WORK TO BE COMPLETED
List every line in the source data that contains the word "branch", treating uppercase and lowercase as different.

Source data
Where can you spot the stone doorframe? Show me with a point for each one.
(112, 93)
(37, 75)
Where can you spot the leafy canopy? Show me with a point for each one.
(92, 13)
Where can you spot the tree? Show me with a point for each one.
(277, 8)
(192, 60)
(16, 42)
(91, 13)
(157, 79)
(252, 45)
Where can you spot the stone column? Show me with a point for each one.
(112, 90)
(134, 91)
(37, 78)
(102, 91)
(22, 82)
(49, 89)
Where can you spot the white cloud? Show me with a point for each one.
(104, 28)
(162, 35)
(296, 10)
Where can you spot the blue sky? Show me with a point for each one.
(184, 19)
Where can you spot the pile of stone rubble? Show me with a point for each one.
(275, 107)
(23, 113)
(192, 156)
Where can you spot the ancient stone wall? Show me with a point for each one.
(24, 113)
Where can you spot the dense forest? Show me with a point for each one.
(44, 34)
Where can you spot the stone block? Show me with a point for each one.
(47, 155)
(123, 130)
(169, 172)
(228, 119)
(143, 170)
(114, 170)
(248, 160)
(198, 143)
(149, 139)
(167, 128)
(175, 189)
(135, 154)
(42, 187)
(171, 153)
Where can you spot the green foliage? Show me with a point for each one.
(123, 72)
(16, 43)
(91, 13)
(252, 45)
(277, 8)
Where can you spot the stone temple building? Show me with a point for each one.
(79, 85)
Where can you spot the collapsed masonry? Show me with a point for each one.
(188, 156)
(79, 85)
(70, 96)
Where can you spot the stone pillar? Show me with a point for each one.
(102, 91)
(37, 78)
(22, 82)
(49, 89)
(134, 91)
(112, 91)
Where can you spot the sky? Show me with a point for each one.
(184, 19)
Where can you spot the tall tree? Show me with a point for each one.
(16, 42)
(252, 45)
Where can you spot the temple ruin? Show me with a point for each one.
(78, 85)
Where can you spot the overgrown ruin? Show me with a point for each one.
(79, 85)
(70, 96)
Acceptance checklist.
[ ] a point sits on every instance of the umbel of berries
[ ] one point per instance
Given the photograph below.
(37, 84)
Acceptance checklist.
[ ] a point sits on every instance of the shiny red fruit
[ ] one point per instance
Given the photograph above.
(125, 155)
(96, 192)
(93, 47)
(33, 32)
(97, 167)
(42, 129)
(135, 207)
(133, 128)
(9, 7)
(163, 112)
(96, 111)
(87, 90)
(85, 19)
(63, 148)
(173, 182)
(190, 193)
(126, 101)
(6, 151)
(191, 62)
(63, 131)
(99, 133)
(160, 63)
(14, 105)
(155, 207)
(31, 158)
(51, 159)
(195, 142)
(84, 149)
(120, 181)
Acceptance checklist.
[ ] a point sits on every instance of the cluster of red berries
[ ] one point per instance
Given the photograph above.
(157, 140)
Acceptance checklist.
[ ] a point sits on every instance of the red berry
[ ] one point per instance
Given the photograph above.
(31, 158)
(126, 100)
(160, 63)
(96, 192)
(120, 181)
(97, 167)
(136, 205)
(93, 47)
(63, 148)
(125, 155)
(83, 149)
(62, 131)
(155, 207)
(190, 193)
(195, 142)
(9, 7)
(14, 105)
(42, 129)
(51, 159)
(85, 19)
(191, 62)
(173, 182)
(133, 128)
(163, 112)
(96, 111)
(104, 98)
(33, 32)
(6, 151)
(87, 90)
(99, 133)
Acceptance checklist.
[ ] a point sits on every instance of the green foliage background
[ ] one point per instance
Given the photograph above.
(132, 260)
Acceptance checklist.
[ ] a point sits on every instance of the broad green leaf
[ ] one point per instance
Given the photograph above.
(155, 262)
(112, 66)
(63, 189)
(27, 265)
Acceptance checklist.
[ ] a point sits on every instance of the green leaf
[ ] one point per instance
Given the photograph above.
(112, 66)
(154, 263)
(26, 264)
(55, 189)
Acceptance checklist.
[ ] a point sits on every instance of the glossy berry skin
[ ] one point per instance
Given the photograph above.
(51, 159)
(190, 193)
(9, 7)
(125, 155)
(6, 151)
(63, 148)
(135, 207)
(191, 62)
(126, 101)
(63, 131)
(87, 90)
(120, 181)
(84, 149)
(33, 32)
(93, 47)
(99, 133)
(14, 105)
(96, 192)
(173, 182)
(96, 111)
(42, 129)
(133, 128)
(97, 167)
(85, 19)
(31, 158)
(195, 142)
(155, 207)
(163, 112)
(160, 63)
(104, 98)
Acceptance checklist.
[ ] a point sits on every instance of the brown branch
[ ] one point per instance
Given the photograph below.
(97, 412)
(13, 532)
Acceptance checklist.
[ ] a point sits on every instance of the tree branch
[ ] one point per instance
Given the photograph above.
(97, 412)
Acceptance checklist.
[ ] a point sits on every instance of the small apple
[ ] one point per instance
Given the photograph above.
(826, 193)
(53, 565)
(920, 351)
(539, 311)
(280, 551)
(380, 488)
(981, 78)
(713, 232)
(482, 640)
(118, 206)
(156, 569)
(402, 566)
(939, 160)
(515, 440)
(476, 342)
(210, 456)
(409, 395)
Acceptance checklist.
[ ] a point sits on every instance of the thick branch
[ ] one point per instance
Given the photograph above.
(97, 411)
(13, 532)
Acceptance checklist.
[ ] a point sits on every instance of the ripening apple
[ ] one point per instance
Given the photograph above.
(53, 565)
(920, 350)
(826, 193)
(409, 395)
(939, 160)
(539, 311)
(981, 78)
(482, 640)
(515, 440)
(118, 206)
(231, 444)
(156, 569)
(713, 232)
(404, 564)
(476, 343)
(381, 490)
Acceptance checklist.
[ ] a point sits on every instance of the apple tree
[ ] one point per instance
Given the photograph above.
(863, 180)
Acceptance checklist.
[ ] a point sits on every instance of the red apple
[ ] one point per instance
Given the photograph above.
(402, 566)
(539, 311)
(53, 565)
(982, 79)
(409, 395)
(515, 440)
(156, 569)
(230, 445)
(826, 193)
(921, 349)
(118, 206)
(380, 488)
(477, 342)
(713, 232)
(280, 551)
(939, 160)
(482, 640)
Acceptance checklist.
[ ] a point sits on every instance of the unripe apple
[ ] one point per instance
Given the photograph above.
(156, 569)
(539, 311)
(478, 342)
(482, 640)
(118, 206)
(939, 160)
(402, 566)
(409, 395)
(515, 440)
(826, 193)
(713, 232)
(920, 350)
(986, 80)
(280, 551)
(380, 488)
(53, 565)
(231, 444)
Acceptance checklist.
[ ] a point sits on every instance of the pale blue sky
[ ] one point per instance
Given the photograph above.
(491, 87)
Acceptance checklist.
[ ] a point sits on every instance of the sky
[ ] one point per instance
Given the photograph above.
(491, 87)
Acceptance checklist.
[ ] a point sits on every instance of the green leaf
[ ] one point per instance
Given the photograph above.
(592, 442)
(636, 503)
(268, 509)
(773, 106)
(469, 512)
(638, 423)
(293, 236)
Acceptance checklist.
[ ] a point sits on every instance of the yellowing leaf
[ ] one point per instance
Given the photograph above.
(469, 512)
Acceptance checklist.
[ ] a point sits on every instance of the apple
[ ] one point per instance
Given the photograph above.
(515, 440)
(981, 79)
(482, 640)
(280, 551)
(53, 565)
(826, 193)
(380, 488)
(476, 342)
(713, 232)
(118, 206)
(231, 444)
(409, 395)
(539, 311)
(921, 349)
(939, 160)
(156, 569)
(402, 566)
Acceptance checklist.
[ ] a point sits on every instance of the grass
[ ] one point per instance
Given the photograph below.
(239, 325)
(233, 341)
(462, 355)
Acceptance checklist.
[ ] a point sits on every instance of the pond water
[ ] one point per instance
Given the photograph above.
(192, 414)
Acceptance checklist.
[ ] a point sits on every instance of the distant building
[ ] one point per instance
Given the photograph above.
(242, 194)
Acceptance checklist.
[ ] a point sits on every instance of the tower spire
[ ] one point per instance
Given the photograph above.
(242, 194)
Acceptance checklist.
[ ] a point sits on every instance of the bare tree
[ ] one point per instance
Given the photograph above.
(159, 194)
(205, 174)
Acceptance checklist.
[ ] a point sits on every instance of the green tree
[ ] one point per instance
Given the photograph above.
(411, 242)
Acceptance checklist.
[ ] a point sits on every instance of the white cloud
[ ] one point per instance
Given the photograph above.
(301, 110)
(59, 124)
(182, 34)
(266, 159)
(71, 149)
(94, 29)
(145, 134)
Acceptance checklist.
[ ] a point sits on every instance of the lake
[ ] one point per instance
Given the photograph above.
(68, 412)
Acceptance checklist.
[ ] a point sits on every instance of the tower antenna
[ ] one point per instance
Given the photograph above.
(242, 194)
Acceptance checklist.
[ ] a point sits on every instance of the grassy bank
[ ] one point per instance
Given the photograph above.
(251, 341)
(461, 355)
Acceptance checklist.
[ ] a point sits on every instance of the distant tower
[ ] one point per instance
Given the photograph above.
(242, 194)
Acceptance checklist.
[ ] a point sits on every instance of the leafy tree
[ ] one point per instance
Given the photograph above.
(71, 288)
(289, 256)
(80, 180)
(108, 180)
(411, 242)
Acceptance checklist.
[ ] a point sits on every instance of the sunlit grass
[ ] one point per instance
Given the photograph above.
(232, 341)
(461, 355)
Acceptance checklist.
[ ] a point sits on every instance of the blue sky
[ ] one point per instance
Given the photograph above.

THE REPLY
[ ] a point sits on every instance of the brown branch
[ ] a point sits on every instance of the tree branch
[ ] a point sits on every instance of the thick branch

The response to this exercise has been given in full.